→ **SUPPLIED ENTRIES**
==*==

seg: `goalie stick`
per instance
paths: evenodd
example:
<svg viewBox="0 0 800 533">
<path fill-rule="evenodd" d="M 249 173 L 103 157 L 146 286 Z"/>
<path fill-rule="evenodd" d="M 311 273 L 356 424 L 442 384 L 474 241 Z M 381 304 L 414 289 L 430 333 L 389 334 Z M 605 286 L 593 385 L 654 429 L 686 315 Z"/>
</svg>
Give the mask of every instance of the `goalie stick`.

==*==

→ **EXERCISE REQUIREMENTS**
Transcribe the full listing exactly, keeping every word as it is.

→ **SOLVED PROBLEM**
seg: `goalie stick`
per instance
paths: evenodd
example:
<svg viewBox="0 0 800 533">
<path fill-rule="evenodd" d="M 249 173 L 103 157 L 146 286 Z"/>
<path fill-rule="evenodd" d="M 311 273 L 356 424 L 442 384 L 474 241 Z M 381 304 L 414 289 L 430 333 L 389 334 Z M 605 286 L 593 385 L 654 429 L 686 315 Z"/>
</svg>
Give the mask of every instance of the `goalie stick`.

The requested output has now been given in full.